Task prompt - Every line from the one containing "Target: silver fish" to the one containing "Provide the location of each instance of the grassy" in the records below, both included, must be set down exactly, and no other line.

————

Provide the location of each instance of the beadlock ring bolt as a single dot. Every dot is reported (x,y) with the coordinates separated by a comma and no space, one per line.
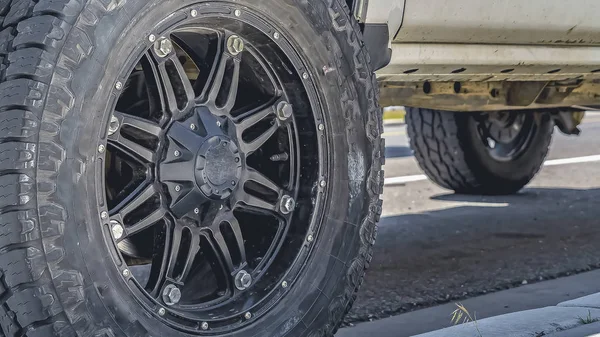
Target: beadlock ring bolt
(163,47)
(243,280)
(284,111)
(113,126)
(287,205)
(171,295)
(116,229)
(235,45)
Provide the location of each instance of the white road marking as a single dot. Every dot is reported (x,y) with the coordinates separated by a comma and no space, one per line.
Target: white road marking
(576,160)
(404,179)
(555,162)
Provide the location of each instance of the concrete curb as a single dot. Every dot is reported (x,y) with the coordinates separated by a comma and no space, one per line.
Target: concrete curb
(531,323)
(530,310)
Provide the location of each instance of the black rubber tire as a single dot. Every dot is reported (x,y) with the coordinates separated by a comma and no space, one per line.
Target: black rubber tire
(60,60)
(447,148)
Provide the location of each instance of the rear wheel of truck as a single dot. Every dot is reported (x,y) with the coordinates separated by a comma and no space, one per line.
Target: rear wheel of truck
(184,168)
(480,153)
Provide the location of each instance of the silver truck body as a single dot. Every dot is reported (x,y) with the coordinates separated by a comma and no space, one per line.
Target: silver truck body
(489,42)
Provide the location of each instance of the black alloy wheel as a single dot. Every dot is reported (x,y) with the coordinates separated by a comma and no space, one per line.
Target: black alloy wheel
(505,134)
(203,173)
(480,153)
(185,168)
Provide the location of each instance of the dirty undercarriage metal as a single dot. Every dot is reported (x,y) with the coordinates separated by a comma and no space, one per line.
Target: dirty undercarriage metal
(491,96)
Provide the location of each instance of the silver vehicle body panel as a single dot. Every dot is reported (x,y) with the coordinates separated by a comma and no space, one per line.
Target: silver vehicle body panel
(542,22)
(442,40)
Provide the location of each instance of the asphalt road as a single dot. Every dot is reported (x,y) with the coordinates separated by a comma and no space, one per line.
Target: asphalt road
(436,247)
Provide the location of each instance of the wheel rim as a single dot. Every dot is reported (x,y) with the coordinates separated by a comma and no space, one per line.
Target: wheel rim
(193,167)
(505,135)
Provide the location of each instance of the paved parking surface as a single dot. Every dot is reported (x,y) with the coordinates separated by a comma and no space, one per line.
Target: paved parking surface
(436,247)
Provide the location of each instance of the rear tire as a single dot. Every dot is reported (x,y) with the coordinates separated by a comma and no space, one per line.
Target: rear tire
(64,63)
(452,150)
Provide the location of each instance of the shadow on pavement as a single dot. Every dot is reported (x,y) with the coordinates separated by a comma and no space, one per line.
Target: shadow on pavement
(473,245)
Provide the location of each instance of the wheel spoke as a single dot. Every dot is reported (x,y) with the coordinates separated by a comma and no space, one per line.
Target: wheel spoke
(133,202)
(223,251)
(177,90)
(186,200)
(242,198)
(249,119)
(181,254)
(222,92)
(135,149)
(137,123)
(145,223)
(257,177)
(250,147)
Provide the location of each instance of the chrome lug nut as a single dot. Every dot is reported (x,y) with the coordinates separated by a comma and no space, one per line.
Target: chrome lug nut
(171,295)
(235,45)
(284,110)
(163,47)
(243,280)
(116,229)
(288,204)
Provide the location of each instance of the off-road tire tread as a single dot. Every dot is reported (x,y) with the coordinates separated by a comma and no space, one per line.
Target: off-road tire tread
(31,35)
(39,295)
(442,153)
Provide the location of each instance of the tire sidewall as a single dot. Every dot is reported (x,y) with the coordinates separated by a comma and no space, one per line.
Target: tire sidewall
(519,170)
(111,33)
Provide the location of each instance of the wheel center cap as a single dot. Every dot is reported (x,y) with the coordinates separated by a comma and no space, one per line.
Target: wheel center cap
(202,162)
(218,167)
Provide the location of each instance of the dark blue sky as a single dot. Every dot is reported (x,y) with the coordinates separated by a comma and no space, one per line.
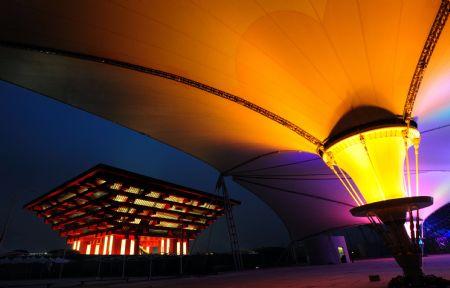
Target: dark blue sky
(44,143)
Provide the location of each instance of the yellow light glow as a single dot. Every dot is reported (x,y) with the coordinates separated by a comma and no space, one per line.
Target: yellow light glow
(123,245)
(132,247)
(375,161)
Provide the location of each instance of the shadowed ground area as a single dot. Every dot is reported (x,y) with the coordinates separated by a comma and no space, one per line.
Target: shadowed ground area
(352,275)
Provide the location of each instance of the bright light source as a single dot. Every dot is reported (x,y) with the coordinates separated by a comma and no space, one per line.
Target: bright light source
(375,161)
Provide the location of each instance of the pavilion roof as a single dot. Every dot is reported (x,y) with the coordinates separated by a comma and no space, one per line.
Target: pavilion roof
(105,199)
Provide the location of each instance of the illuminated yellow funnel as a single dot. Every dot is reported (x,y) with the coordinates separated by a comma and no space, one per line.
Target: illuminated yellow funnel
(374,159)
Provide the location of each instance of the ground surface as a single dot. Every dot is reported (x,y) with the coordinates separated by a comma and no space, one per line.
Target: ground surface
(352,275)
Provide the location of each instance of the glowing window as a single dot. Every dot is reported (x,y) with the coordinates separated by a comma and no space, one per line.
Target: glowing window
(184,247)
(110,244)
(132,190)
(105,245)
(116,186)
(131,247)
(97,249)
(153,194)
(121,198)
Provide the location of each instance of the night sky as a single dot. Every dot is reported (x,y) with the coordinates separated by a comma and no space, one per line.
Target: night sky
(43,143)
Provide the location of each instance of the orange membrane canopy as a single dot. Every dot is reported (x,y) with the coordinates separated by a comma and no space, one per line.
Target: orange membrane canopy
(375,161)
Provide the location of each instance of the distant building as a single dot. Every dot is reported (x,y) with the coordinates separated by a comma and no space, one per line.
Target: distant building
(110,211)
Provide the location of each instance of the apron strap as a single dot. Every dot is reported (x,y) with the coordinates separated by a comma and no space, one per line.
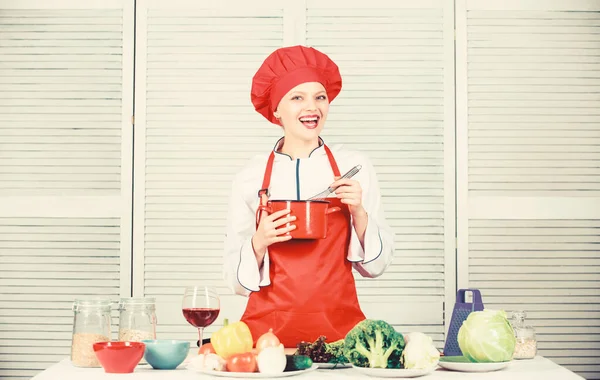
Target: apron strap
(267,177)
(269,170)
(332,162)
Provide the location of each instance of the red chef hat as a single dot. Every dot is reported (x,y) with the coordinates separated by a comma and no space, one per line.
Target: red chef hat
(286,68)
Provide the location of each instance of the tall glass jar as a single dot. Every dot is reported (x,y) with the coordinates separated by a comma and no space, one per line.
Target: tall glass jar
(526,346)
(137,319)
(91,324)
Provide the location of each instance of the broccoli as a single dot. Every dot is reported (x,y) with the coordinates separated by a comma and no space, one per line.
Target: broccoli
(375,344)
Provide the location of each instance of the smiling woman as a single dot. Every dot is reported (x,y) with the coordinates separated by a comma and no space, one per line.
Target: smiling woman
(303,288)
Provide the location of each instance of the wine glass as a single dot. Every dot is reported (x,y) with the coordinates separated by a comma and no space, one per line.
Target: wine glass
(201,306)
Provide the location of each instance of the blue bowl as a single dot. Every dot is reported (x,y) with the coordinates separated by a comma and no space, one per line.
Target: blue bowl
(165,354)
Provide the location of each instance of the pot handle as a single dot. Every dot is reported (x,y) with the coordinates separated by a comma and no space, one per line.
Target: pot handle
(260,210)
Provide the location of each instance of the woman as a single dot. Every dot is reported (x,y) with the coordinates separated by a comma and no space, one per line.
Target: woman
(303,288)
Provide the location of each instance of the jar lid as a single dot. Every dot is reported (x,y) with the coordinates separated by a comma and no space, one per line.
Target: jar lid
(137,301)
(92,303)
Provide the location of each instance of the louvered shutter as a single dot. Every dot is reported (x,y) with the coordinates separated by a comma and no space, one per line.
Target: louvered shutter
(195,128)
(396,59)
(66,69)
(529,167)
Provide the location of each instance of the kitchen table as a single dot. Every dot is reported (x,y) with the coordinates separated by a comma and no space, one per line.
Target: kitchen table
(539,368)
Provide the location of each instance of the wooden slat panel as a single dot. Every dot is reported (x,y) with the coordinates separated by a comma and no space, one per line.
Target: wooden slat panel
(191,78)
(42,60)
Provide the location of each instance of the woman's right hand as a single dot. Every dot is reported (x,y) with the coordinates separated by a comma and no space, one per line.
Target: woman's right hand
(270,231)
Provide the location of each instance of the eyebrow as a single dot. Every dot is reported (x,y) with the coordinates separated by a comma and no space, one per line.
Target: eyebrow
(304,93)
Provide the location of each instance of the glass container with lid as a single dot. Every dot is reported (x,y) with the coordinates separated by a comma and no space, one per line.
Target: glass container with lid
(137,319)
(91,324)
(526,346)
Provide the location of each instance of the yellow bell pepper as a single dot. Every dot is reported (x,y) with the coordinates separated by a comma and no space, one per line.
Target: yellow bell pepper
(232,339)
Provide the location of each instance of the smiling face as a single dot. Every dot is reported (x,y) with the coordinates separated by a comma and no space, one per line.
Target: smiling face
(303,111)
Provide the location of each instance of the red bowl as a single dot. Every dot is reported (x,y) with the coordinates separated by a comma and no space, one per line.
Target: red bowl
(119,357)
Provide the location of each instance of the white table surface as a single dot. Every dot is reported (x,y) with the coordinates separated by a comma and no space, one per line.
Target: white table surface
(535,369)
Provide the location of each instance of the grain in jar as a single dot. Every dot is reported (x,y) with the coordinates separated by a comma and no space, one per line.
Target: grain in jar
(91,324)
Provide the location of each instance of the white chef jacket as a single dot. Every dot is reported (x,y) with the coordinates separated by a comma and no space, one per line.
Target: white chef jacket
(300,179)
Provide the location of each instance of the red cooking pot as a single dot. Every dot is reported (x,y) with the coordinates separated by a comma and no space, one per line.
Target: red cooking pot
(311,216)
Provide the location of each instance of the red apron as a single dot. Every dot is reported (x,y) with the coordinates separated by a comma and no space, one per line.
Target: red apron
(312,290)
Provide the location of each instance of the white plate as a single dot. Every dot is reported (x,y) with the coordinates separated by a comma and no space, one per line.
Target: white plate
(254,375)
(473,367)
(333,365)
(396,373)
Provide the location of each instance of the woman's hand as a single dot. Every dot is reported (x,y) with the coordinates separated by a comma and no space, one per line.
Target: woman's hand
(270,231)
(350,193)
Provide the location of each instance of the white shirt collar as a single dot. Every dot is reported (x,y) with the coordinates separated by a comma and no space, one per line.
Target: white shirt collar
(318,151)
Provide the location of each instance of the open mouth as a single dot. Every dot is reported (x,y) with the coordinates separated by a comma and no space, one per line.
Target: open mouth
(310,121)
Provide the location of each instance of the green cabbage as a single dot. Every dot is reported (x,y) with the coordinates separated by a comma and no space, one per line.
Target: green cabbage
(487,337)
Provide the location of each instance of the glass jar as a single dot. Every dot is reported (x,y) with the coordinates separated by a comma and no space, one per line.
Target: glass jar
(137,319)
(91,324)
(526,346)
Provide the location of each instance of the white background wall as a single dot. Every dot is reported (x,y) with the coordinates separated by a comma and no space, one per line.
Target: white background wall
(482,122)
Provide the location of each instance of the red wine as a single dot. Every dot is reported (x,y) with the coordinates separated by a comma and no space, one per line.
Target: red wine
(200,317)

————

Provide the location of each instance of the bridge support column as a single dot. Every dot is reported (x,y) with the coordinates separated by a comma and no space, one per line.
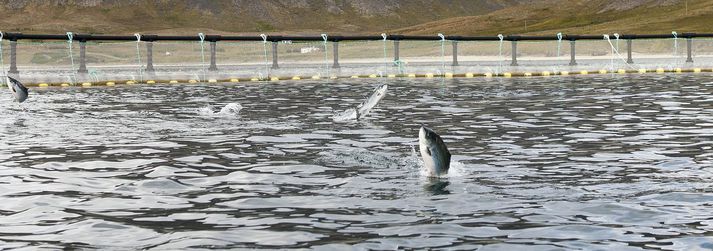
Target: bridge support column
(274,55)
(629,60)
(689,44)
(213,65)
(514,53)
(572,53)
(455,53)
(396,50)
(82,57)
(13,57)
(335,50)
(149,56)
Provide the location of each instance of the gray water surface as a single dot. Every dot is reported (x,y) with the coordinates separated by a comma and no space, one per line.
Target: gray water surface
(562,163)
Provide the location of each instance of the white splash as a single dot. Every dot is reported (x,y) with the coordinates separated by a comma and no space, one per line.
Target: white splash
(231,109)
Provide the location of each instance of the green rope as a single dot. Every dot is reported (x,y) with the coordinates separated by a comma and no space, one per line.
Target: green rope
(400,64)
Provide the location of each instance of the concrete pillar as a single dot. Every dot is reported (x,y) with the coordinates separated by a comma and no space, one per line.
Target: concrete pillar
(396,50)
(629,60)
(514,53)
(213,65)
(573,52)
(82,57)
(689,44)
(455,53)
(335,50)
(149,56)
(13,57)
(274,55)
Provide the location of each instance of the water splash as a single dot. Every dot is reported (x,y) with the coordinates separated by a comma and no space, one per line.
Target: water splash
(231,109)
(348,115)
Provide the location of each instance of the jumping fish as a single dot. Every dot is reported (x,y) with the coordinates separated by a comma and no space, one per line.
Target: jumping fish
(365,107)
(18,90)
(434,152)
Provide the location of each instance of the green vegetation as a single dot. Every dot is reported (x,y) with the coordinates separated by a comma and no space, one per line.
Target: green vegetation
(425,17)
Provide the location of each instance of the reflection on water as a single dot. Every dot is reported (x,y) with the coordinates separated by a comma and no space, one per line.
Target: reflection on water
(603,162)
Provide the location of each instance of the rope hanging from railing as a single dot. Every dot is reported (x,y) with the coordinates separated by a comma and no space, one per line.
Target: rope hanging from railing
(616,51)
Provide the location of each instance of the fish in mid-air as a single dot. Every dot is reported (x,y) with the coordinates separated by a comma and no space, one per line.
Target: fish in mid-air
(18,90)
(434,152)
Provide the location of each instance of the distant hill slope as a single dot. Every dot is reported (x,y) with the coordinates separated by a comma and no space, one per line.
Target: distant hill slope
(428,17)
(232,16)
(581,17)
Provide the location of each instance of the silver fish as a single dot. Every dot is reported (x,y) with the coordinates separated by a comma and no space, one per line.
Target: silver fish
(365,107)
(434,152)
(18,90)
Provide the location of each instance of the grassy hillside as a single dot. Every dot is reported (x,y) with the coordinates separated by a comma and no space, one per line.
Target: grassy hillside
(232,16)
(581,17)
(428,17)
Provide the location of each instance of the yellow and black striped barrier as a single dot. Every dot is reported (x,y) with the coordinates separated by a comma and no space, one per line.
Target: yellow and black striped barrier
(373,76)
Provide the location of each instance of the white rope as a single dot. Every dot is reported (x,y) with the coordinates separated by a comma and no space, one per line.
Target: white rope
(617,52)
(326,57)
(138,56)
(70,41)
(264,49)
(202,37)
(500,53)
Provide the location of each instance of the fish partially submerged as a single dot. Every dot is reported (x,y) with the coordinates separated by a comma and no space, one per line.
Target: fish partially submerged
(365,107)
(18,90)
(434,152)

————

Response to this task -
Target: silver fish
(365,107)
(434,152)
(18,90)
Provide the location of each instance of the grassy hillside as a single dot. Every dot is reported (x,y) with the coordinates separated by a comma and no space, one per line.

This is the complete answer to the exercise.